DESCRIPTION OF THE TASK:
Give the entries again, word for word.

..........

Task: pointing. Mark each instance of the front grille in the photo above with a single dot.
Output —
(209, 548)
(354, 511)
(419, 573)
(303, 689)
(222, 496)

..........

ANSWER SPACE:
Task: pointing. Mark each instance of the front grille in the photo above with a single dot.
Output —
(209, 548)
(354, 511)
(419, 573)
(303, 689)
(222, 496)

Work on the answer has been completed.